▶ **Problem to solve**
Copy the lines below word for word, leaving out the pictures.

_____

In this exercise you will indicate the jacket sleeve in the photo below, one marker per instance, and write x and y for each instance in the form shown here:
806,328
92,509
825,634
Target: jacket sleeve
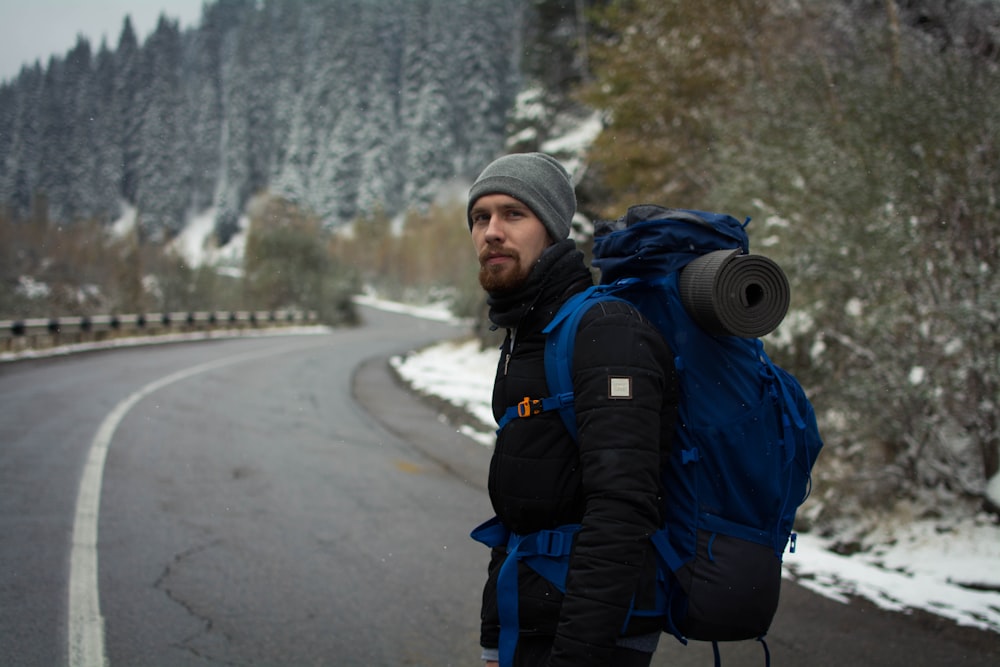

_____

▶ **In response**
In this exercise you will indicate the jacket sleeve in the photo below, one marker per instance, and write x and y for each instance in the form shown here:
806,328
92,509
825,634
Target: jacket sleeve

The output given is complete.